# Task directions:
Rewrite every one of the lines below as a JSON list of strings, one string per line, leaving out any blank lines.

Entries from a collection:
= = = = = = =

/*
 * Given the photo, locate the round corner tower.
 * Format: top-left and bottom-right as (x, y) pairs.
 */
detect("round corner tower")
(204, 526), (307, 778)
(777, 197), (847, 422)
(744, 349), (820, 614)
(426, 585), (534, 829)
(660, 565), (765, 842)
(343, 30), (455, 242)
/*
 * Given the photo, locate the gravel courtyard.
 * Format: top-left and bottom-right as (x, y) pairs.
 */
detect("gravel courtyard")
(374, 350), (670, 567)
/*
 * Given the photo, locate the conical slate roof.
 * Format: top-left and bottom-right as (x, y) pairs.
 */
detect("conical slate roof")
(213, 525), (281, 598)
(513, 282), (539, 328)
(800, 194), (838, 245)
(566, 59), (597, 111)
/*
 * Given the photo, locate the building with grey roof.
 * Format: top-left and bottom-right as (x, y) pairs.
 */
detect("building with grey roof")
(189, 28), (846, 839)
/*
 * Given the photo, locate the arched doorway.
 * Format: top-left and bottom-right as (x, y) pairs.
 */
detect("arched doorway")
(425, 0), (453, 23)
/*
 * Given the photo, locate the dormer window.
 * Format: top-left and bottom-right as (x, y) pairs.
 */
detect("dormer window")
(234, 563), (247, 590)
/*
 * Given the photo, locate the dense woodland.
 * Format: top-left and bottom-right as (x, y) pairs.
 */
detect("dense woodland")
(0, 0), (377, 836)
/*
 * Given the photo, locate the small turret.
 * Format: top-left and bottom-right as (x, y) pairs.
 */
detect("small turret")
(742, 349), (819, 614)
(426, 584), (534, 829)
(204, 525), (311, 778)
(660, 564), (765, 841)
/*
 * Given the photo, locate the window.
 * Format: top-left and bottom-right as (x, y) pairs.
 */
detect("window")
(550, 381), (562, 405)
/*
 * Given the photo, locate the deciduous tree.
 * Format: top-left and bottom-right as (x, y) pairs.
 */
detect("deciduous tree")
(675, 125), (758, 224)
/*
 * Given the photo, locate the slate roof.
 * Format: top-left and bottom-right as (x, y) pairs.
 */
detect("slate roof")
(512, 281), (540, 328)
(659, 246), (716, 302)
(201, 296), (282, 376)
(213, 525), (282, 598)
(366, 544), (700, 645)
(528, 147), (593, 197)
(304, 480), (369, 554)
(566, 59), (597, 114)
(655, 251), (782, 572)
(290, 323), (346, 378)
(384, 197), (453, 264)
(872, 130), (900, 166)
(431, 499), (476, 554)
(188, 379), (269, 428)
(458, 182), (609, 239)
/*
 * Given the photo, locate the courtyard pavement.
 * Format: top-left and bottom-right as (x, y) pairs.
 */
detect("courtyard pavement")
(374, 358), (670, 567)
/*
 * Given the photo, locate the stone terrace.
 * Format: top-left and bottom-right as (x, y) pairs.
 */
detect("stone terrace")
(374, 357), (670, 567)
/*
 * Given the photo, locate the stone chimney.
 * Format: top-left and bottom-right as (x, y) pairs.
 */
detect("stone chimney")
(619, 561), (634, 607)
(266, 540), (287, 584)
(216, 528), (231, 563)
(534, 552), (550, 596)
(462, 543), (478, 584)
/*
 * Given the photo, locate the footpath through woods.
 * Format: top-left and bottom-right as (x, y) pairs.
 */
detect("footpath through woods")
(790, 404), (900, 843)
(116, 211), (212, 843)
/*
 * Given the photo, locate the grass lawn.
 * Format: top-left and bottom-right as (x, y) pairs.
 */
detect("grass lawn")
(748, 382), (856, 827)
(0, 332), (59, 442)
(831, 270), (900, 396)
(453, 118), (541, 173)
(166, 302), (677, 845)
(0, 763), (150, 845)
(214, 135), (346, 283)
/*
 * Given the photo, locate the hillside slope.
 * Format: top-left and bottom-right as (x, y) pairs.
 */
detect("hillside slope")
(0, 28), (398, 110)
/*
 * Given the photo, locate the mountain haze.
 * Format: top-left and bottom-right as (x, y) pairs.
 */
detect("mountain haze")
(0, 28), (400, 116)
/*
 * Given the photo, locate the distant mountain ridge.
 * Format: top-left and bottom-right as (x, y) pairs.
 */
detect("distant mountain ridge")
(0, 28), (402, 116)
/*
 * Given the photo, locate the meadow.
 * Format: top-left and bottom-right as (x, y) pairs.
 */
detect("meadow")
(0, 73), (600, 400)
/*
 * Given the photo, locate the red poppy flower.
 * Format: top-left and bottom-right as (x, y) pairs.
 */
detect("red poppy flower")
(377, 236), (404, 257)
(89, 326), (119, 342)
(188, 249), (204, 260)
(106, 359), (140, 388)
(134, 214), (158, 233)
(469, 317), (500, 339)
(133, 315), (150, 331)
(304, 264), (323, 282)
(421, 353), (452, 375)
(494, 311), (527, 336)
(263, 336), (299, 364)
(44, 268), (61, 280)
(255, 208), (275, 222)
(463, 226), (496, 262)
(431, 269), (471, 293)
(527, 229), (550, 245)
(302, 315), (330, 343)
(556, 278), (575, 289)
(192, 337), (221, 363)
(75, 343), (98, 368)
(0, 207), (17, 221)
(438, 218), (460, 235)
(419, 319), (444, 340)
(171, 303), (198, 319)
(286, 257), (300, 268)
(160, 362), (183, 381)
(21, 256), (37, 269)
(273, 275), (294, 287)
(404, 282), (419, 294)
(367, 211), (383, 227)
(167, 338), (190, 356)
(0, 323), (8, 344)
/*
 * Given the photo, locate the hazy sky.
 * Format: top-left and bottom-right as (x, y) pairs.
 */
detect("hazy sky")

= = = = = = =

# Solution below:
[
  "/*",
  " * Given the photo, locate the round corner tower.",
  " * Format: top-left and bottom-right as (x, y) pairs.",
  " */",
  "detect(\"round corner tower\")",
  "(204, 526), (307, 778)",
  "(777, 197), (847, 422)",
  "(744, 349), (820, 614)",
  "(426, 585), (534, 829)",
  "(660, 565), (765, 842)",
  "(343, 30), (455, 242)",
  "/*",
  " * Given the photo, locate the gravel courtyard.",
  " * Format: top-left and bottom-right as (x, y) pairs.",
  " */",
  "detect(\"gravel courtyard\")",
  "(374, 350), (670, 567)",
  "/*",
  " * Given the photo, locate the conical slate roof.",
  " * Format: top-left and bottom-right as (x, y) pairs.",
  " */",
  "detect(\"conical slate roof\")",
  "(213, 525), (281, 598)",
  "(513, 282), (539, 328)",
  "(800, 194), (838, 245)",
  "(566, 59), (597, 111)",
  "/*",
  " * Given the photo, locate the building with grey roof.",
  " * Format: top-left and bottom-right as (x, y) pairs.",
  " */",
  "detect(\"building with grey roof\")",
  "(189, 28), (846, 839)",
  "/*",
  " * Given the photo, locate the arched doorway.",
  " * Format: top-left and bottom-right as (x, y) pairs.",
  " */",
  "detect(\"arched doorway\")",
  "(425, 0), (453, 23)",
  "/*",
  " * Given the photo, locate the dormer window.",
  " * Format: top-left and bottom-right as (x, y) pairs.",
  " */",
  "detect(\"dormer window\")",
  "(234, 563), (247, 590)",
  "/*",
  " * Given the photo, locate the dense woodland.",
  " * Format: top-left and bottom-right as (x, y) pairs.",
  " */",
  "detect(\"dense woodland\")",
  "(0, 0), (377, 836)",
  "/*",
  " * Given the photo, locate the small turret.",
  " * Format: top-left and bottom-right as (x, y) pairs.",
  " */",
  "detect(\"small turret\")",
  "(742, 349), (819, 614)",
  "(426, 584), (534, 829)",
  "(204, 525), (311, 778)",
  "(660, 564), (765, 841)",
  "/*",
  " * Given the photo, locate the window.",
  " * Format: top-left and bottom-right as (x, y) pairs.",
  " */",
  "detect(\"window\")",
  "(550, 381), (562, 405)",
  "/*",
  " * Given the photo, locate the deciduous tree.",
  " * Format: top-left and bottom-right as (x, y) pairs.",
  " */",
  "detect(\"deciduous tree\")",
  "(675, 125), (758, 224)",
  "/*",
  " * Given the photo, locate the slate roof.",
  " * Format: top-left and bottom-right as (x, y) pairs.",
  " */",
  "detect(\"slate roof\")",
  "(512, 281), (540, 328)",
  "(659, 246), (716, 302)",
  "(201, 296), (282, 376)",
  "(213, 525), (282, 598)",
  "(366, 544), (700, 645)",
  "(528, 147), (593, 197)",
  "(304, 480), (369, 554)",
  "(566, 59), (597, 114)",
  "(655, 251), (782, 572)",
  "(290, 323), (346, 378)",
  "(384, 197), (453, 264)",
  "(872, 130), (900, 166)",
  "(431, 499), (476, 554)",
  "(188, 379), (269, 428)",
  "(458, 182), (609, 239)",
  "/*",
  " * Given the photo, locate the courtyard pavement.",
  " * Format: top-left and bottom-right as (x, y) pairs.",
  " */",
  "detect(\"courtyard pavement\")",
  "(374, 358), (670, 567)",
  "/*",
  " * Given the photo, locate the stone terrace.",
  " * Format: top-left and bottom-right as (x, y) pairs.",
  " */",
  "detect(\"stone terrace\")",
  "(374, 357), (670, 567)",
  "/*",
  " * Given the photo, locate the stone chimney.",
  " * Format: top-left and bottom-right as (x, y) pairs.",
  " */",
  "detect(\"stone chimney\")",
  "(619, 561), (634, 607)",
  "(266, 540), (287, 584)",
  "(216, 528), (231, 563)",
  "(534, 552), (550, 596)",
  "(462, 543), (478, 584)",
  "/*",
  " * Given the photo, locate the footpath through woods.",
  " * Format: top-left and bottom-right as (x, y) pairs.",
  " */",
  "detect(\"footpath through woods\")",
  "(790, 404), (900, 843)",
  "(116, 211), (212, 843)",
  "/*",
  " * Given the photo, locate the grass lawn.",
  " * Format: top-left and bottom-right as (x, y) pairs.",
  " */",
  "detect(\"grass lawn\")",
  "(748, 382), (856, 827)",
  "(0, 332), (59, 442)",
  "(831, 270), (900, 396)",
  "(453, 118), (541, 173)",
  "(166, 302), (677, 845)",
  "(0, 763), (150, 845)",
  "(214, 135), (346, 283)",
  "/*",
  " * Given the photo, locate the hillside slope.",
  " * Format: top-left and bottom-right as (x, y) pairs.",
  " */",
  "detect(\"hillside slope\")",
  "(0, 28), (398, 110)",
  "/*",
  " * Given the photo, locate the mountain haze.",
  " * Format: top-left and bottom-right as (x, y) pairs.",
  " */",
  "detect(\"mountain haze\")",
  "(0, 28), (400, 116)",
  "/*",
  " * Given the photo, locate the distant mountain ridge.",
  " * Format: top-left and bottom-right as (x, y) pairs.",
  " */",
  "detect(\"distant mountain ridge\")",
  "(0, 28), (402, 116)",
  "/*",
  " * Given the photo, locate the meadow.",
  " * Format: top-left and bottom-right as (x, y) pairs.",
  " */",
  "detect(\"meadow\")",
  "(0, 73), (600, 400)",
  "/*",
  " * Given the photo, locate the red poppy flower.",
  " * Format: top-left and bottom-right as (x, y) pairs.",
  " */",
  "detect(\"red poppy flower\")",
  "(377, 236), (404, 257)",
  "(89, 326), (119, 342)",
  "(188, 249), (204, 260)",
  "(106, 359), (140, 388)",
  "(134, 214), (158, 233)",
  "(469, 317), (500, 339)",
  "(133, 315), (150, 331)",
  "(304, 264), (323, 282)",
  "(421, 353), (452, 375)",
  "(494, 311), (527, 336)",
  "(263, 336), (299, 364)",
  "(44, 268), (61, 280)",
  "(255, 208), (275, 222)",
  "(463, 226), (496, 262)",
  "(431, 269), (471, 293)",
  "(527, 229), (550, 245)",
  "(302, 315), (330, 343)",
  "(556, 278), (575, 289)",
  "(192, 337), (221, 363)",
  "(75, 343), (98, 368)",
  "(0, 207), (17, 221)",
  "(438, 218), (460, 235)",
  "(419, 319), (444, 340)",
  "(171, 303), (198, 319)",
  "(286, 257), (300, 268)",
  "(160, 362), (183, 381)",
  "(21, 256), (37, 269)",
  "(273, 275), (294, 287)",
  "(404, 282), (419, 294)",
  "(367, 211), (383, 227)",
  "(167, 338), (190, 356)",
  "(0, 323), (8, 344)",
  "/*",
  " * Given the photo, locate the hazy sky.",
  " * Format: top-left and bottom-right as (x, y) pairs.",
  " */",
  "detect(\"hazy sky\")"
]